◆ **DIRECTION**:
Rewrite the rows from the line with "Spot the dog's front" up to and including the line with "[[552, 522]]", putting "hind leg" in place of "front leg" and leaving everything else unchanged.

Named-object pointing rows:

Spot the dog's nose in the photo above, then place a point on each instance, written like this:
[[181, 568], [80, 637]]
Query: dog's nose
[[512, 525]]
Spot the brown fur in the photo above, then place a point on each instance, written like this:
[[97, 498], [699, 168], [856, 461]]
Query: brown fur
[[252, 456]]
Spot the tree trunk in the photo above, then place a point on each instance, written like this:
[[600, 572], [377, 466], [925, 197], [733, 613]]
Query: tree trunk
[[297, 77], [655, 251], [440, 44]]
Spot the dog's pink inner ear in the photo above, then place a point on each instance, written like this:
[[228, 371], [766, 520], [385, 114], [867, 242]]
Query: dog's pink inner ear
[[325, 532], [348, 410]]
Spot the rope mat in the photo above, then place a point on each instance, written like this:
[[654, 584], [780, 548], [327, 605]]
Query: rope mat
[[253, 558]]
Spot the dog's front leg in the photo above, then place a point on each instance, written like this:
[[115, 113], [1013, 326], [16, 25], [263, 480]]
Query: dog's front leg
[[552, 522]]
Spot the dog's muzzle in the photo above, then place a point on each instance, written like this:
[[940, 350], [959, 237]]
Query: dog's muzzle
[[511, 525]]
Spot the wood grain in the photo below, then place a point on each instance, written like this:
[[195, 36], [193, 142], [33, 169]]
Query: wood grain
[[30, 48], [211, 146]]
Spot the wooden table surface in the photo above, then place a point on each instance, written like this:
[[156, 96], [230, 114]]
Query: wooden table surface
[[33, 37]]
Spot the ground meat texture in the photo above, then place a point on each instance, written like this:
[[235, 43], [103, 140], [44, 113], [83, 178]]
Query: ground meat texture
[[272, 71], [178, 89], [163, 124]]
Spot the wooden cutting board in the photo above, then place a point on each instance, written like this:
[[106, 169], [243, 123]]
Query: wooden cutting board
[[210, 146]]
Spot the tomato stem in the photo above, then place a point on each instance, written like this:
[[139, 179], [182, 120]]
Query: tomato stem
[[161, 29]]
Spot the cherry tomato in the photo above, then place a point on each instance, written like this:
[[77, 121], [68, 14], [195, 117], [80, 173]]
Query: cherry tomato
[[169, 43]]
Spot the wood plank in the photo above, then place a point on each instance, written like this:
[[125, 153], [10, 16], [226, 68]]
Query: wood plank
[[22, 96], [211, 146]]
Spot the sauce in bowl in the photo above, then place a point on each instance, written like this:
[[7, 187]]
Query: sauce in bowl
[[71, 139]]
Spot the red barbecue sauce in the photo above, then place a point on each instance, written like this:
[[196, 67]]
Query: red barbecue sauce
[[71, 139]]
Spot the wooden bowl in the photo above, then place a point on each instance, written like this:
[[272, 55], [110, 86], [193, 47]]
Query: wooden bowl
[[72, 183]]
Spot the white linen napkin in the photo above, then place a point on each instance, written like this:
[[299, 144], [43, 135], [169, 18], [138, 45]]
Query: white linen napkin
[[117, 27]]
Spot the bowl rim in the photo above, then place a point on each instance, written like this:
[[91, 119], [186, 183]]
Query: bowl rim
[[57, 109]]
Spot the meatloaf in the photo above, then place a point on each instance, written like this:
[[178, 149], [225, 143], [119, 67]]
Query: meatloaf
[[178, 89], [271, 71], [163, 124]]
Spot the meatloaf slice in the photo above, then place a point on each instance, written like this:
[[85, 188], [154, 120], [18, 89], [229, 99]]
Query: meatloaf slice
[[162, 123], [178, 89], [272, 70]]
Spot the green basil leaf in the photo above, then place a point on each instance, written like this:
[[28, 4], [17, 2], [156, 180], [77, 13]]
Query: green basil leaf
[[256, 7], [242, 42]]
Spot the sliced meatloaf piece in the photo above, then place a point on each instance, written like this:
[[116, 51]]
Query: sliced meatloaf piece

◆ **COMPLETE OUTPUT**:
Spot the dog's hind leg in the photo above, then place a point on each instance, written like this:
[[115, 113], [1013, 326], [16, 25], [263, 480]]
Query: dog's hind leg
[[552, 522]]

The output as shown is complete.